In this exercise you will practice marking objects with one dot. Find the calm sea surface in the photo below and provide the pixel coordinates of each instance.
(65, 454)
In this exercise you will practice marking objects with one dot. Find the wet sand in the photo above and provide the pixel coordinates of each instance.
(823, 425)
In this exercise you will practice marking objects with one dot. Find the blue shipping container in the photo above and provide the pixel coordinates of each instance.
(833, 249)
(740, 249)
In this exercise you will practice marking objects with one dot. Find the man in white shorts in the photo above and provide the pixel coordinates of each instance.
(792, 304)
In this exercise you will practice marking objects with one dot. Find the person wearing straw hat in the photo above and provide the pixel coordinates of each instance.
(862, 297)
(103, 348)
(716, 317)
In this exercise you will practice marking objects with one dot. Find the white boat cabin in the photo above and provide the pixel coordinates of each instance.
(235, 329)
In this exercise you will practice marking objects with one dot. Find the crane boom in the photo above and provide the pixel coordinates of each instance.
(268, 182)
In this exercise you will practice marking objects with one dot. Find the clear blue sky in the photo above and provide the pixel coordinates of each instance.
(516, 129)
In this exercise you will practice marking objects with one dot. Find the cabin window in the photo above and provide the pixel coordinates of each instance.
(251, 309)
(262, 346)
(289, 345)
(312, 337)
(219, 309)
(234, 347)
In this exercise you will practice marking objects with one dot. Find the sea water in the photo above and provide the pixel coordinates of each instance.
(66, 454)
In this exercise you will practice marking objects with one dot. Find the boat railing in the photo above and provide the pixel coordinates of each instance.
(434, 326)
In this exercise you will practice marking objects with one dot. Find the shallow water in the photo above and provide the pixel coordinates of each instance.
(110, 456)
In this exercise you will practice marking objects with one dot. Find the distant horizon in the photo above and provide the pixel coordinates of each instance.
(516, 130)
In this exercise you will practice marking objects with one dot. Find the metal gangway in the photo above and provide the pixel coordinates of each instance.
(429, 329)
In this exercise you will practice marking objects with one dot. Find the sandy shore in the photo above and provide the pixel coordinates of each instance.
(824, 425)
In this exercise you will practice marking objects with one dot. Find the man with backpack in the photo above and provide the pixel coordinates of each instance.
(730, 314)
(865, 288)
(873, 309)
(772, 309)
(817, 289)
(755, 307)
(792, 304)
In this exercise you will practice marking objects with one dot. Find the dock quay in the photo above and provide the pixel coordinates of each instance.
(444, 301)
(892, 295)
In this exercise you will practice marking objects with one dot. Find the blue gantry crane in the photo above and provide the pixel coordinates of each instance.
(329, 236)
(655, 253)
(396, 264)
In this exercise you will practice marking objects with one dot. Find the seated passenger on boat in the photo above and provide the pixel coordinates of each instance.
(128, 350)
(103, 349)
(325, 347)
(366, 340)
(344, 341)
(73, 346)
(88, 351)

· · ·

**CONSIGNE**:
Renvoyez toutes les lignes ci-dessus, de la première à la dernière, sans y changer un seul caractère.

**RÉPONSE**:
In this exercise you will practice marking objects with one dot. Find the calm sea surface in the photo below and provide the pixel coordinates of each instance.
(65, 454)
In this exercise you will practice marking objects with one dot. Find the wet sand in the photo above and provide the pixel coordinates of each instance.
(823, 425)
In this exercise you will practice marking objects with one dot. Find the blue shipping container in the photo above and provide the pixel coordinates of each instance.
(833, 249)
(740, 249)
In this exercise you will practice marking objects with one dot. Find the man in white shorts in the photo above and provide the pixel coordinates of each instance.
(792, 304)
In this exercise you will practice marking objects with one dot. Find the person wearing straw hat in the photo above and provide the pixel coordinates of each instance.
(862, 297)
(103, 348)
(716, 317)
In this exercise you will practice marking objects with one dot. Find the white boat cabin in the photo above and provide the pixel coordinates of each instance.
(235, 329)
In this exercise you will practice marking objects with one dot. Find the crane boom in the photo above and provide the pixel coordinates of each instance.
(268, 182)
In this exercise you will practice marking objects with one dot. Find the clear blue sky in the photo above and provide the pixel coordinates of each instance.
(516, 129)
In this exercise you will practice marking objects with one dot. Find the cabin window in the photo above and provide the pixel coordinates of each instance.
(251, 309)
(262, 346)
(289, 345)
(312, 337)
(219, 309)
(234, 347)
In this exercise you will practice marking objects with one dot. Find the sea water in the photo above and provide the pixel coordinates of each instance.
(66, 454)
In this exercise you will practice marking objects with one dot. Find the boat railing in the photo above and provide the pixel coordinates of each instance.
(434, 326)
In this exercise you will practice marking objects with one dot. Find the shallow water in the photo above and provide the pixel coordinates of each instance.
(110, 456)
In this exercise you will practice marking objects with one dot. Find the distant horizon in the photo above and provide the pixel coordinates of each instance.
(516, 130)
In this exercise you will practice marking objects with one dot. Find the metal gangway in the photo above and provide the pixel coordinates of each instance.
(429, 329)
In this exercise you will practice marking objects with one dot. Find the sandy shore in the photo above and provide the pixel coordinates of each instance.
(824, 425)
In this exercise you will practice marking objects with one dot. Find the man with backpack in the photo above and provide the pixel coordinates of each instance.
(730, 314)
(865, 288)
(873, 309)
(772, 309)
(817, 289)
(755, 307)
(792, 304)
In this exercise you will practice marking objects with one dot. Find the dock quay in the photo above and provide the pixel coordinates of each instance.
(444, 301)
(892, 295)
In this exercise you will practice marking objects with one dot. Find the blue gantry crane in the photo above and provide the pixel coordinates of each instance.
(329, 236)
(655, 253)
(396, 264)
In this exercise you will practice marking objects with one dot. Find the seated passenger on boat in the photo above and provide the pixel coordinates of each instance.
(128, 350)
(103, 349)
(325, 347)
(366, 340)
(344, 341)
(73, 346)
(88, 351)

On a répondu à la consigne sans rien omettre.